Task to carry out – Across the records that follow, give the number of lines containing the word "barn" and nothing else.
Listed entries Block Start
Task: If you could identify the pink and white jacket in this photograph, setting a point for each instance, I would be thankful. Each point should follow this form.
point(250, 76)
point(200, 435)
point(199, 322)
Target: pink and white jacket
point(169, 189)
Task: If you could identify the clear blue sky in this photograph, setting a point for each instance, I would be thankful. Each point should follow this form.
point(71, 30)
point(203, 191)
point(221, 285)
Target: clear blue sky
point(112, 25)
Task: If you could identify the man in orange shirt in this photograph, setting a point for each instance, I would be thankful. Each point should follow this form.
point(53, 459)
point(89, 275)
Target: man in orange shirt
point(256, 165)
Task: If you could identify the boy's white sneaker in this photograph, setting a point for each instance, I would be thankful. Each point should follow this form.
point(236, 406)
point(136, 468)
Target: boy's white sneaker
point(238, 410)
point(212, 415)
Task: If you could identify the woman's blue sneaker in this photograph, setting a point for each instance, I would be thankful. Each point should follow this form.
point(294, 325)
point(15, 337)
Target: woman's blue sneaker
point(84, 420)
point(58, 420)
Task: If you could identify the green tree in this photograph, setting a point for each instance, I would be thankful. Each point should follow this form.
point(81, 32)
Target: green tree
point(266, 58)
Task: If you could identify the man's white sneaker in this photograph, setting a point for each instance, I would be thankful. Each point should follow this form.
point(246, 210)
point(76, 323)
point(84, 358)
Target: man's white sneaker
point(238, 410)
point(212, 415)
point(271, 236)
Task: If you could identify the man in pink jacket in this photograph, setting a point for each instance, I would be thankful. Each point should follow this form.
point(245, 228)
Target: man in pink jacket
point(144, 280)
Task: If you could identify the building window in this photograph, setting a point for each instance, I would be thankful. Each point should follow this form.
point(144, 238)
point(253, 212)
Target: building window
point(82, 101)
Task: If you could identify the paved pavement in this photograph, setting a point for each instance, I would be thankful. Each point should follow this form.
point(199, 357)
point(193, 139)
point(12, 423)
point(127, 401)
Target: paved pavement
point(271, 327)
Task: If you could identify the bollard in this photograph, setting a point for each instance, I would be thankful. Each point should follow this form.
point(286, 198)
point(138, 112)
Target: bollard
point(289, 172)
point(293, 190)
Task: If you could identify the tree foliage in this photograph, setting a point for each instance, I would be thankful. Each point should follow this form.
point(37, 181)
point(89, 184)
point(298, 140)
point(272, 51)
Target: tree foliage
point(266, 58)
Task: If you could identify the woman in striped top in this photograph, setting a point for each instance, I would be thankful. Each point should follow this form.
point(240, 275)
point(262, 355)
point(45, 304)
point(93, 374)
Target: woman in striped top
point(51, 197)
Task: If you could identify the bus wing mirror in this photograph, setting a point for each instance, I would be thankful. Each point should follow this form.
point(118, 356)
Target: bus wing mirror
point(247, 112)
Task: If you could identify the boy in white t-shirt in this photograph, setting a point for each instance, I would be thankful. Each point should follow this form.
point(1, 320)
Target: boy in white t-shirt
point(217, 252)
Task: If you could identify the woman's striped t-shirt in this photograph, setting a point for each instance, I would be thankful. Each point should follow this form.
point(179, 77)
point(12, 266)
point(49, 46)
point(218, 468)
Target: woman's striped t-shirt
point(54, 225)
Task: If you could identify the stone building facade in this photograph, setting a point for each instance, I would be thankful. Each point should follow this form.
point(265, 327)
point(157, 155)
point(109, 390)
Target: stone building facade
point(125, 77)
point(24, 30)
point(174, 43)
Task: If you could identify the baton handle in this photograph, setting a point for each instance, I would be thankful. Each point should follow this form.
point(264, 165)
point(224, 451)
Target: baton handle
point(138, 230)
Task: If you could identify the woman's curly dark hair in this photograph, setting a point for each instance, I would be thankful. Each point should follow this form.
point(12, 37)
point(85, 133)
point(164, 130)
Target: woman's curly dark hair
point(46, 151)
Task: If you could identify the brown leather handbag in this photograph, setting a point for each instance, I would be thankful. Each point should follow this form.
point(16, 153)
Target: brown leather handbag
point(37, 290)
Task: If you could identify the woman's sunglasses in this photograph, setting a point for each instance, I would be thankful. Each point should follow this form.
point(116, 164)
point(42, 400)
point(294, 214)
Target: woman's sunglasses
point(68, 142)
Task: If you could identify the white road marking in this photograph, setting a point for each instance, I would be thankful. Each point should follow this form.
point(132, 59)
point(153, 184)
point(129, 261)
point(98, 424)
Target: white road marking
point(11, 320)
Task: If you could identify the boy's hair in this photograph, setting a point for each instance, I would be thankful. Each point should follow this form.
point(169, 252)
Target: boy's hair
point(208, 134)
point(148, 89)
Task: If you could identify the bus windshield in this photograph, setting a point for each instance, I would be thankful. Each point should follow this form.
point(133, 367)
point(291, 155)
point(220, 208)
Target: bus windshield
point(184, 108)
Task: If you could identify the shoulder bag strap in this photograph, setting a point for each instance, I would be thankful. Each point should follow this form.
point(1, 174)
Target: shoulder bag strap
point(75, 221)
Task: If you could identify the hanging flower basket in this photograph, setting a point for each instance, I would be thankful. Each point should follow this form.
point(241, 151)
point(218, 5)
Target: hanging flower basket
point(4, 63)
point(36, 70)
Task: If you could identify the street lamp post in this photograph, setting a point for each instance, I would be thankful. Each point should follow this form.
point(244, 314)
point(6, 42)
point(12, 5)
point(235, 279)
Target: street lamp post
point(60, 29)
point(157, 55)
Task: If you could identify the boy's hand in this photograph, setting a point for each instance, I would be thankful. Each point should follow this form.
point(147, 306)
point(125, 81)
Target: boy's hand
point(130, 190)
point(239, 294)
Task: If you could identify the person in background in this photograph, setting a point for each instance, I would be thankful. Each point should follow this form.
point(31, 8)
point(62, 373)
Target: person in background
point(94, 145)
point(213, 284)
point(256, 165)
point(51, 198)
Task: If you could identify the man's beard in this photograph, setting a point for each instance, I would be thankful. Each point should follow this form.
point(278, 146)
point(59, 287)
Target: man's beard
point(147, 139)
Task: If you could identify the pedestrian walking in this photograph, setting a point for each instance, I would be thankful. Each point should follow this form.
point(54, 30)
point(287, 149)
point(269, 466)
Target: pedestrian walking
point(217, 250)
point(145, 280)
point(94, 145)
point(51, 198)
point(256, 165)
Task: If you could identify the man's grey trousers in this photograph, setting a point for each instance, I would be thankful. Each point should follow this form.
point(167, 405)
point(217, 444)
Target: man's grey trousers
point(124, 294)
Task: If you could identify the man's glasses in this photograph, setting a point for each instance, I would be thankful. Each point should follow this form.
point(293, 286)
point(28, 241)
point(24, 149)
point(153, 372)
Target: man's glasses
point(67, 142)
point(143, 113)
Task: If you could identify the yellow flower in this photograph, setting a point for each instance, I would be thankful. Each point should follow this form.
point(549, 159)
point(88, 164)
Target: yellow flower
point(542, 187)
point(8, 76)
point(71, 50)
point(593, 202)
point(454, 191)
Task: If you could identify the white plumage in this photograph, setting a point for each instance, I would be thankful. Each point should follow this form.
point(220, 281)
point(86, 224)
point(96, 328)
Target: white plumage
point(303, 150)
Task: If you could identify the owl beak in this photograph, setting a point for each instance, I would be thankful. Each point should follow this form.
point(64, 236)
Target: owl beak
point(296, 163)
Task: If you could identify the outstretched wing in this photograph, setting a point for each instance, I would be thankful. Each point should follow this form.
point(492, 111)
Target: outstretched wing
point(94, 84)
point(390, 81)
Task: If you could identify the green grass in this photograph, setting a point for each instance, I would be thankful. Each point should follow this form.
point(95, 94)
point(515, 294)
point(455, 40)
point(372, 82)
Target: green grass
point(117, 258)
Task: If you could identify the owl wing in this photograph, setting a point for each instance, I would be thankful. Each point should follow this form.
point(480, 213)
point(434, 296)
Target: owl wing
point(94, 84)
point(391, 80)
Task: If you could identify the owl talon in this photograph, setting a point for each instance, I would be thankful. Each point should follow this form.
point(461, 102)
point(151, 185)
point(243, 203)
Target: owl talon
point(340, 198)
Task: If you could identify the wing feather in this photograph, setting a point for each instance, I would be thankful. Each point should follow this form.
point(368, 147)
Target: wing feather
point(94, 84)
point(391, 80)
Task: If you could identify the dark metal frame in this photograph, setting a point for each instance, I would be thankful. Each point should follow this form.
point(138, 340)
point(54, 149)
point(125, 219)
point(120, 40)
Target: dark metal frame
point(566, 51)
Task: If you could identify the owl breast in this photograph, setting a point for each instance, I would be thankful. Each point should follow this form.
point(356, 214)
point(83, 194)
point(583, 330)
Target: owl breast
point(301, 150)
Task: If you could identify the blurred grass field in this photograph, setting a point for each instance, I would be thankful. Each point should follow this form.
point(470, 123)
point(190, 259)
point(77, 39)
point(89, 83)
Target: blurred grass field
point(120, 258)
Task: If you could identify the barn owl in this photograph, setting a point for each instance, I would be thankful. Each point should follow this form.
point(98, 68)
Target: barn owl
Listed entries Block End
Problem solution – 2